Text provided -
Begin
The Scottish Government believes that the term "fair" is generally well understood, but that it is something the Scottish Land Commissioners may provide further guidance on in relation to changing contexts and particular circumstances.

Principle 2 - Analysis summary

National NGOs were particularly supportive of Principle 2 in terms of its focus on broadening the pattern of land ownership, the inclusion of "tenure", and the mention of the role of charitable bodies in managing Scotland's natural and built heritage.

A recurring view amongst those opposing the Principle was that diversity of ownership does not link directly with diversity of land use or management. Some respondents considered the Principle to be overly ideological and detracting attention from what they identified as the key issue of stewardship of land, how it is used rather than how it is owned.

Scottish Government Response

In line with some of the responses, we have removed the term "widely dispersed" from principle 2, as we agree this was an ambiguous term. The principle now focusses on encouraging a more diverse pattern of land ownership and tenure, with more opportunities for citizens to own, lease and have access to land.

The Scottish Government recognises that a change of ownership, or scale of ownership, does not necessarily bring about a change of use. In addition it recognises that there are many land owners in Scotland who have been adapting and modernising their use of land in response to changing circumstances. These changing circumstances include the wider business environment in which land owners have to operate. They also include working with the Scottish Government's Land Use Strategy and helping to meet the needs of society, for instance through the sale of land for housing, and provision of energy, food, raw materials and industrial production.

However the Scottish Government is of the view that the pattern of land ownership can have a bearing on land use, and remains of the view that there may be occasions when the scale or pattern of land ownership and control can be a barrier to sustainable development. A wide and diverse availability of land and buildings allows businesses, organisations and individuals to pursue projects of all scales and purposes.

The Scottish Government recognises the economy of scale arguments put forward by some respondents. But it also recognises that, for many people, small scale ownership and management are seen as desirable. For instance it can create a sense of independence, responsibility and innovation, as well as providing opportunities for businesses start-ups and new entrants to land use and management.

If we are to grow our businesses and encourage start-ups, as well as support existing businesses, Scotland needs a land system diverse and flexible enough to accommodate both large scale and small scale enterprises. The system also needs to be diverse and flexible enough to help meet the widespread and diverse need for housing across urban and rural Scotland.

The Scottish Government also believes that giving more people the opportunity to own and manage land, where this is right for them, is intrinsically a good thing in itself, contributing to fairness, social opportunity and community building, and a sense of wellbeing and fulfilment, which may be out of all proportion to the size of the land in question or the output from it. It is underpinned by our human rights approach to land rights and responsibilities.

For instance the growth of interest in hutting, community ownership, allotments, urban food growing projects, gardening, and small scale community run neighbourhood shops, show the interest that people have in owning or having control over land and buildings, either individually or in association with others.

Principle 3 - Analysis summary

Respondents from a range of sectors supported Principle 3, with some highlighting existing evidence of positive benefits arising from broadening the opportunities for communities to own buildings and land.

Some respondents suggested that in view of the potential benefits to communities of leasing buildings and land, reference to leasing should be included in the Principle's title. Another suggestion was to refer to "having access to" in addition to owning or leasing, and that the opportunities for owning, leasing and having access to buildings and land should be communicated to local communities so that they are aware of these possibilities.
End
To do -
[a] According to the land ownership text above, which term was removed from principle 2, and why?
[b] State whether each statement agrees with the land ownership text above. Answer yes or no for each, and quote the exact words of the text that decide it.
(i) The Scottish Government holds that a change of ownership always brings about a change of use.
(ii) National NGOs supported the mention of the role of charitable bodies in managing Scotland's natural and built heritage.
(iii) Some respondents proposed that leasing be referred to in the title of Principle 3.
[c] List every activity or initiative that the land ownership text above gives as evidence of the interest people have in owning or having control over land and buildings.

Excerpted records -
Begin
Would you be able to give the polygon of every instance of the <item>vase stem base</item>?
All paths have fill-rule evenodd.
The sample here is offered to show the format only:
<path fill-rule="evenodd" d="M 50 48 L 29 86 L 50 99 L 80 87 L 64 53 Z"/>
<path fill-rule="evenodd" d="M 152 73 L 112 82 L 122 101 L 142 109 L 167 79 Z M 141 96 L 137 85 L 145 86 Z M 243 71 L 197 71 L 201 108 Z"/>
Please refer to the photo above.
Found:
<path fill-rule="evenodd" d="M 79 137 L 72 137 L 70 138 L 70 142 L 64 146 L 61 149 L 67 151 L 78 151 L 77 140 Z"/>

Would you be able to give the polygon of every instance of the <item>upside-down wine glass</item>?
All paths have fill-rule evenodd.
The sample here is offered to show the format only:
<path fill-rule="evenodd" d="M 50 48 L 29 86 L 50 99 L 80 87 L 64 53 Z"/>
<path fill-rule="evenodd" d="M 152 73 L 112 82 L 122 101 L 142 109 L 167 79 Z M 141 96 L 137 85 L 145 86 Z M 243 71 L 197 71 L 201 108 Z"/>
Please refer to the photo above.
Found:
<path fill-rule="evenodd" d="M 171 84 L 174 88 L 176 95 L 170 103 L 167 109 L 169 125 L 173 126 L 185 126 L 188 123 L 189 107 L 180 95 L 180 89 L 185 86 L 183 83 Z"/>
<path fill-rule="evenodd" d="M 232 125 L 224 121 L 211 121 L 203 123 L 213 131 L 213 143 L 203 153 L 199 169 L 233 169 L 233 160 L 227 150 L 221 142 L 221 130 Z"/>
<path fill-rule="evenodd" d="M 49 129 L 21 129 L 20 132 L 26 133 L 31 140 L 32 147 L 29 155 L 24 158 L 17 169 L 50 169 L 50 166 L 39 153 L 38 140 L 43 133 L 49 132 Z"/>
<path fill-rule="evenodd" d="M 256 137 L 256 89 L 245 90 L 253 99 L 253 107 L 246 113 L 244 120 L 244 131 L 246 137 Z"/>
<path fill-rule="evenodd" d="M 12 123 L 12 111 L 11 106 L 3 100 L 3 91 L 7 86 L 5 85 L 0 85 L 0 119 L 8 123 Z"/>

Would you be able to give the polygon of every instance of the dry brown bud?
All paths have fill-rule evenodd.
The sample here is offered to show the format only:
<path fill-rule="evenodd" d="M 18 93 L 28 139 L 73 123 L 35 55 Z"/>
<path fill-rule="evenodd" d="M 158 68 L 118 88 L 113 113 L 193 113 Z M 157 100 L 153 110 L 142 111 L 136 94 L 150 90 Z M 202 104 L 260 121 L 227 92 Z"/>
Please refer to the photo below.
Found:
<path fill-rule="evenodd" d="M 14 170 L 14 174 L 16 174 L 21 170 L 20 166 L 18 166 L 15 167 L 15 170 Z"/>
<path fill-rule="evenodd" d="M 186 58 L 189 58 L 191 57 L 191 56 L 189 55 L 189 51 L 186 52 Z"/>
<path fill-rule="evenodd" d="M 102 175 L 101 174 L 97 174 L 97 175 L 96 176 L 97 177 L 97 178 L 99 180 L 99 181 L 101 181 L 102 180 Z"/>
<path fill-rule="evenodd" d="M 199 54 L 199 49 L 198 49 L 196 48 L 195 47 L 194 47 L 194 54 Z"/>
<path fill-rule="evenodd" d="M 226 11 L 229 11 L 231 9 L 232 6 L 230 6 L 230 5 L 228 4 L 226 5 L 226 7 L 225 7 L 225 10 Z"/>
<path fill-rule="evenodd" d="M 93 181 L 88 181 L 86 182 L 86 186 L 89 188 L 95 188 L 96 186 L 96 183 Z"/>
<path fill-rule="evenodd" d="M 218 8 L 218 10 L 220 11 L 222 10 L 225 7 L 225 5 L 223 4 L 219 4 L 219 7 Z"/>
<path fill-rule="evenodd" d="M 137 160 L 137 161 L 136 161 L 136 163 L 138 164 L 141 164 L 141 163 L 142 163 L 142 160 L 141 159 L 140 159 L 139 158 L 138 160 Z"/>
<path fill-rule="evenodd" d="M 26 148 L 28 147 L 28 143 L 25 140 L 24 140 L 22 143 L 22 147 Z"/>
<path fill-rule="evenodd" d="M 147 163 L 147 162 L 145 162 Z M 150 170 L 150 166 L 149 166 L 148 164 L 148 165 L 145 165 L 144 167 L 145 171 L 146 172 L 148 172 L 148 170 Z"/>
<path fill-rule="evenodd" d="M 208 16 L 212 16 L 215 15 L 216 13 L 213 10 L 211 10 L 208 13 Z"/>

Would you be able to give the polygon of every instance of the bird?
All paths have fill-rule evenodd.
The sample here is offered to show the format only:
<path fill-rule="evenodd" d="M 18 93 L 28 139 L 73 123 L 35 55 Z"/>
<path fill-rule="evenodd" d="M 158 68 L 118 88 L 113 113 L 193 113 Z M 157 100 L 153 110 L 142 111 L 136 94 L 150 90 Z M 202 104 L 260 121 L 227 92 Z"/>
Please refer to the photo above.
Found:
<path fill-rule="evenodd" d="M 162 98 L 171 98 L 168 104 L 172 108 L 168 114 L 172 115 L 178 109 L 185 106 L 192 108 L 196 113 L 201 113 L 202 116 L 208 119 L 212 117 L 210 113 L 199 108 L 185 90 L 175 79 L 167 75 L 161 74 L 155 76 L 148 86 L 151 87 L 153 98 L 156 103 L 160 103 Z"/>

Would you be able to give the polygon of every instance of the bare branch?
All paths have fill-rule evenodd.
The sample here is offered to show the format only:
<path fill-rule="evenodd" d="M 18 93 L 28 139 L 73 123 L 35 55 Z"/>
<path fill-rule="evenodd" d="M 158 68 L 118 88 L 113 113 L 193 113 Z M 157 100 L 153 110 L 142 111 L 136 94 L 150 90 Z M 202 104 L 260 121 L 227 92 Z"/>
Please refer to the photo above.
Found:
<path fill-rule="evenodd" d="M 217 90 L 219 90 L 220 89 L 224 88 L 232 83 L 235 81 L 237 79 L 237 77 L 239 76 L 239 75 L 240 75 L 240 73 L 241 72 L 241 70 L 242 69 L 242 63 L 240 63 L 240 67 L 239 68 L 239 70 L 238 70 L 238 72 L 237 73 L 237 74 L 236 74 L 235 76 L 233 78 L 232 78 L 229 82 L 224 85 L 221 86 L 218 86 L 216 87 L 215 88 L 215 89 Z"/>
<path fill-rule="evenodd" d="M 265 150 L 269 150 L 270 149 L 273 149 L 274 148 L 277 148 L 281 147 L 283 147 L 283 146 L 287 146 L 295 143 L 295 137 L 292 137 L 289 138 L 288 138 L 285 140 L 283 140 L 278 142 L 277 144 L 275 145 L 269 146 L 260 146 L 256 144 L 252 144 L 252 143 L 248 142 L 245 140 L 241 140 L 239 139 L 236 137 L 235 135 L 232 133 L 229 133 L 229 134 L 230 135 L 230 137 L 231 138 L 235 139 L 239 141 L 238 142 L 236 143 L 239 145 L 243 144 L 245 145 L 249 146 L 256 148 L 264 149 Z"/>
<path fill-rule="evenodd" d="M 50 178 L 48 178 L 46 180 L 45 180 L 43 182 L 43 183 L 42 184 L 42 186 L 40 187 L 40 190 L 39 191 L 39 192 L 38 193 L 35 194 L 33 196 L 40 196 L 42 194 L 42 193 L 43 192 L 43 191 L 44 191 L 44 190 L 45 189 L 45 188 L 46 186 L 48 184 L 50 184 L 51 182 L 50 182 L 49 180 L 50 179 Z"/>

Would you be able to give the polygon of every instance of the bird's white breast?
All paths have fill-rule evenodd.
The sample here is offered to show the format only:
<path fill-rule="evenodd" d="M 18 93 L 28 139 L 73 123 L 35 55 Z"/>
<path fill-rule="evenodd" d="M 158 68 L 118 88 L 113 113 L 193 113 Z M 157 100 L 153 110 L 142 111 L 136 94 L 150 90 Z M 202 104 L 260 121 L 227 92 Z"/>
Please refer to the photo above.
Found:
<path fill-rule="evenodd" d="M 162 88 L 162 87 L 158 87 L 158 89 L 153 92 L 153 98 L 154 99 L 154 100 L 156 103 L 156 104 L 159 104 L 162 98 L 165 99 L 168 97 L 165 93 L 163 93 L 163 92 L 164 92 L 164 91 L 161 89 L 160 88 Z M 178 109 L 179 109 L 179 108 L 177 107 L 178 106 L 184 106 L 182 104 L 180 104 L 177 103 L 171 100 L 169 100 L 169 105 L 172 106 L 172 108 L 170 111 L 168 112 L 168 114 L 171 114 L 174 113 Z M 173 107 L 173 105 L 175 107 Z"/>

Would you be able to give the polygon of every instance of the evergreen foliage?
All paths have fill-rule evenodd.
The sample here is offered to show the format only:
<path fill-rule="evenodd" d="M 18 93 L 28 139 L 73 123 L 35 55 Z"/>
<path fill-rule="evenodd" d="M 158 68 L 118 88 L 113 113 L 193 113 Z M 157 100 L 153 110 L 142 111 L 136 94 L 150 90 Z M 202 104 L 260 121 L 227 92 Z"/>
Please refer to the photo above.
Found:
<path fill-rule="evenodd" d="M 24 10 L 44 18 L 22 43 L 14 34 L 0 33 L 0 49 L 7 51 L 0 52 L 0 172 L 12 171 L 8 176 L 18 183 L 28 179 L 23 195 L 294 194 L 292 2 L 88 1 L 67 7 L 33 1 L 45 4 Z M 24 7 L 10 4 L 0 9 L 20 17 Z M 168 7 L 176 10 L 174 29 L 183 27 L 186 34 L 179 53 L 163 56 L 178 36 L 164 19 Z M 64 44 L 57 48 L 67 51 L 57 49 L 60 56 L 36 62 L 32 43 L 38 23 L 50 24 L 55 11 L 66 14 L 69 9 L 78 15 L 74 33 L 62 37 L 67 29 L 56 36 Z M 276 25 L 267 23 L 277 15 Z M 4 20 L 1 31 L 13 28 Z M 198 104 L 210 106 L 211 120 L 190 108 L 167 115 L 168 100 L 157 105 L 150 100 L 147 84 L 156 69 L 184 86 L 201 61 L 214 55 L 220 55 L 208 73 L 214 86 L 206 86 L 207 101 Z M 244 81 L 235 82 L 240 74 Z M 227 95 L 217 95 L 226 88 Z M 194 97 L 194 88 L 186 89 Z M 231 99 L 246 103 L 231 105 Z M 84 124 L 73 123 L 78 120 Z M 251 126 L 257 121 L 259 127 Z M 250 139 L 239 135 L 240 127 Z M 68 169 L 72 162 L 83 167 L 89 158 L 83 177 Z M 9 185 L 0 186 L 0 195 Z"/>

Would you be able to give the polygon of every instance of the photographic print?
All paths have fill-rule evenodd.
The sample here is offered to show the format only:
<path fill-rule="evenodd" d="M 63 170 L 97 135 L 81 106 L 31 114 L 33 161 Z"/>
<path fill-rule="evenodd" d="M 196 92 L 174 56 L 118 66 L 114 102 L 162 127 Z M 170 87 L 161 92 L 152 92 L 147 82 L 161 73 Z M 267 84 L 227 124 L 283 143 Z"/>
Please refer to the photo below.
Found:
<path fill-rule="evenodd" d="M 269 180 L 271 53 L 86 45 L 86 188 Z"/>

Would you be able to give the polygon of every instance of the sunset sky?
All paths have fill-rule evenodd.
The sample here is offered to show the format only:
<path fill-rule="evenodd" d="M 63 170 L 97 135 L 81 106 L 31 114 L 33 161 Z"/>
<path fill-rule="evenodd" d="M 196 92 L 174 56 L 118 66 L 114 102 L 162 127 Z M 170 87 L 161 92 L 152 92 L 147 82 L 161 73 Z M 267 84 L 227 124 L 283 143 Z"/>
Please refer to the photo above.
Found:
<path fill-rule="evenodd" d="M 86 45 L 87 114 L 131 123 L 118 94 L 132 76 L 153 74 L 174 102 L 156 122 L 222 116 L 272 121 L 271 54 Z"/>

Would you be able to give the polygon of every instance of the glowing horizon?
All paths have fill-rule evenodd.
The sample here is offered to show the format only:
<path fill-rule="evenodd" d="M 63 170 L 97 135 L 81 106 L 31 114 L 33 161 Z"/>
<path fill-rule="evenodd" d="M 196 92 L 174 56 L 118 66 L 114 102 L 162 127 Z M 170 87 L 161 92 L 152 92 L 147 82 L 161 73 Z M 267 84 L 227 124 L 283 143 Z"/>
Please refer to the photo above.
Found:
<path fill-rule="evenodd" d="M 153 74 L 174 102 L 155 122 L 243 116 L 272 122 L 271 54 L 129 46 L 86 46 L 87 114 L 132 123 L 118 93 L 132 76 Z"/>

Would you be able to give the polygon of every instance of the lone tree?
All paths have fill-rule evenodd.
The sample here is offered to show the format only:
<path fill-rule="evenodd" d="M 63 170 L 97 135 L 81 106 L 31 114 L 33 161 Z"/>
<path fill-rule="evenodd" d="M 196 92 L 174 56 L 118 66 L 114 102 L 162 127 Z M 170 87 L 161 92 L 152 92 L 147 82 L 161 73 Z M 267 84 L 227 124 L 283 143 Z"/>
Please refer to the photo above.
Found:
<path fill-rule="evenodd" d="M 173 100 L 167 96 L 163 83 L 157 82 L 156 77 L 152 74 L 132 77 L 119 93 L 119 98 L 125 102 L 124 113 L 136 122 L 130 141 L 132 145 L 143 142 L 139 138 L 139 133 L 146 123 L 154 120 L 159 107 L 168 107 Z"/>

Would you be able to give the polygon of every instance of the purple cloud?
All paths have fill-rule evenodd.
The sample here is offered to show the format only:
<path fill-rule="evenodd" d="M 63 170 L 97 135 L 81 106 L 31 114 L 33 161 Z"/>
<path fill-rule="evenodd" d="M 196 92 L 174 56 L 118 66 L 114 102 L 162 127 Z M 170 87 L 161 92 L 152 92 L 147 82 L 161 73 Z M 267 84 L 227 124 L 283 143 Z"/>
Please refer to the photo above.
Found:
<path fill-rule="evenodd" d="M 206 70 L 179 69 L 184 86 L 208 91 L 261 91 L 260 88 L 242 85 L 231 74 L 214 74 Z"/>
End
Responses for each task -
[a] The term "widely dispersed" was removed because it was agreed to be ambiguous.

[b]
(i) No: "a change of ownership, or scale of ownership, does not necessarily bring about a change of use."
(ii) Yes: "the mention of the role of charitable bodies in managing Scotland's natural and built heritage."
(iii) Yes: "reference to leasing should be included in the Principle's title."

[c]
- Hutting
- Community ownership
- Allotments
- Urban food growing projects
- Gardening
- Small scale community run neighbourhood shops